## Text excerpt
[start]

With the upcoming release of “Doctor Strange,” Marvel will yet again be tapping into the unknown in hopes of creating mainstream success from lesser-known characters, a strategy that has worked well for the company, as evidenced by “Ant-Man” and “Guardians of the Galaxy.”
Here is a list of 10 heroes figuring into Marvel's and DC's future plans who mainstream audiences may not know as well as Batman, Superman, Iron Man and Captain America.
Marvel Cinematic Universe
Here are five lesser-known heroes scheduled for major future roles in the Marvel Cinematic Universe.
Dr. Stephen Strange, known simply as Doctor Strange, is a neurosurgeon who was in a car crash, severely damaging his hands. In an effort to fix his hands, he comes across the Ancient One, who teaches him how to use magic and enables him to become known as the Sorcerer Supreme, the primary protector of Earth from magical and mystical threats.

[end]

Dataset records:
[start]

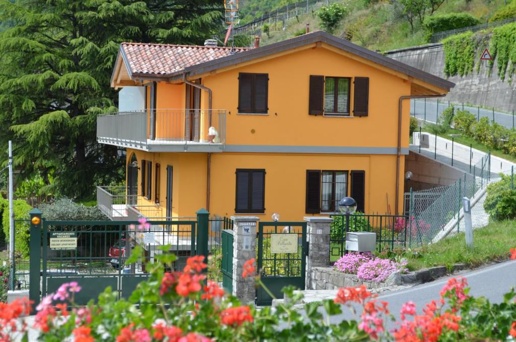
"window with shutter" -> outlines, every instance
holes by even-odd
[[[353,115],[366,117],[369,113],[369,77],[355,77]]]
[[[154,166],[155,170],[154,174],[154,203],[159,204],[159,182],[161,177],[159,176],[159,164],[156,164]]]
[[[235,212],[264,213],[265,192],[265,170],[237,169]]]
[[[238,74],[238,112],[268,112],[268,74]]]
[[[147,161],[142,159],[141,160],[141,196],[143,197],[145,197],[145,184],[147,182],[147,178],[145,177],[145,167],[147,165]]]
[[[365,171],[351,171],[351,196],[357,202],[357,211],[365,209]]]
[[[305,212],[319,214],[320,212],[320,176],[318,170],[307,170],[307,200]]]
[[[151,195],[152,192],[152,162],[150,160],[147,161],[147,193],[146,197],[148,200],[151,199]]]
[[[324,110],[324,76],[310,75],[310,94],[309,94],[308,113],[321,115]]]
[[[172,217],[172,176],[173,175],[172,167],[167,166],[167,217]]]

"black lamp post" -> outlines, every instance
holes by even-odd
[[[347,237],[348,232],[349,231],[349,216],[354,214],[357,210],[357,202],[351,197],[345,197],[338,202],[338,210],[341,214],[346,215],[346,231],[344,234],[344,240]],[[344,249],[344,254],[348,254],[347,249]]]

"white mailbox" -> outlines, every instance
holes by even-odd
[[[346,249],[355,252],[373,252],[376,249],[376,233],[350,232],[346,233]]]

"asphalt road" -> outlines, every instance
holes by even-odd
[[[455,104],[456,108],[462,109],[463,107],[464,110],[470,111],[472,114],[477,117],[477,119],[486,117],[489,119],[490,122],[492,122],[494,118],[495,122],[508,128],[513,128],[516,125],[516,119],[512,113],[507,113],[496,110],[493,112],[492,109]],[[428,100],[426,102],[424,100],[415,99],[410,100],[410,115],[415,116],[418,119],[426,120],[431,122],[435,122],[437,116],[440,115],[447,108],[448,108],[447,101],[441,101],[438,107],[437,102],[435,100]]]
[[[498,303],[503,300],[504,294],[508,292],[511,287],[516,287],[516,260],[507,261],[497,264],[485,268],[474,271],[457,273],[453,276],[462,275],[466,278],[469,287],[470,294],[474,297],[484,296],[491,302]],[[399,320],[399,311],[401,306],[409,300],[414,302],[418,314],[422,313],[422,309],[432,299],[438,300],[440,297],[439,292],[448,280],[452,276],[447,276],[438,280],[395,292],[384,292],[378,296],[381,300],[389,302],[389,307],[394,315],[397,320]],[[349,310],[346,308],[343,314],[330,317],[330,321],[334,323],[343,319],[350,319],[353,316]],[[386,329],[391,330],[396,326],[390,321],[386,322]]]

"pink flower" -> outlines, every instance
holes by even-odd
[[[70,287],[68,288],[68,290],[70,292],[75,292],[80,291],[80,289],[82,288],[80,286],[77,285],[77,282],[71,282],[69,285],[70,285]]]
[[[403,304],[399,312],[401,314],[401,319],[405,320],[405,315],[414,316],[416,314],[416,304],[412,301],[409,301]]]

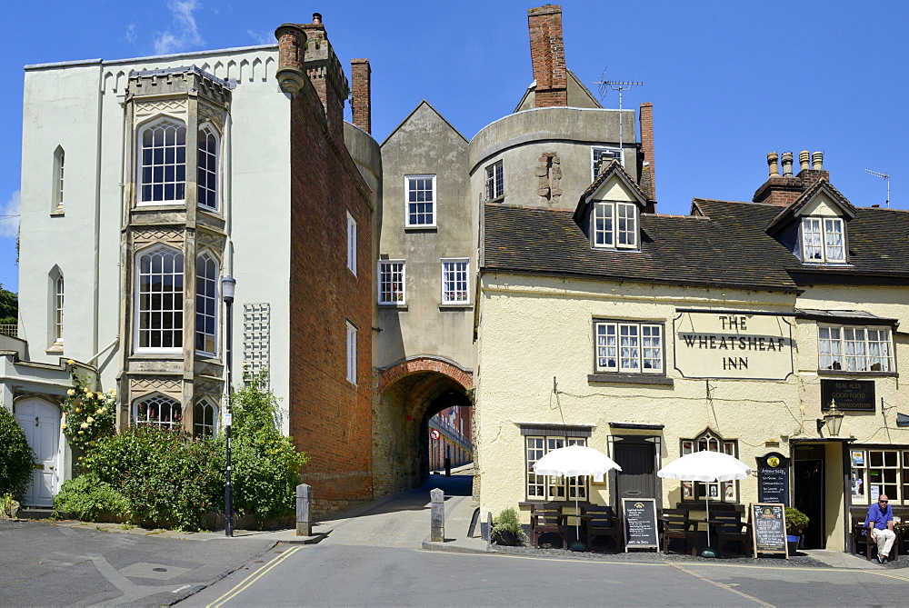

[end]

## Instructions to follow
Could you transcribe the stretch of the superhero text above, from "Dr. Stephen Strange, known" through "and mystical threats."?

## Response to the task
Dr. Stephen Strange, known simply as Doctor Strange, is a neurosurgeon who was in a car crash, severely damaging his hands. In an effort to fix his hands, he comes across the Ancient One, who teaches him how to use magic and enables him to become known as the Sorcerer Supreme, the primary protector of Earth from magical and mystical threats.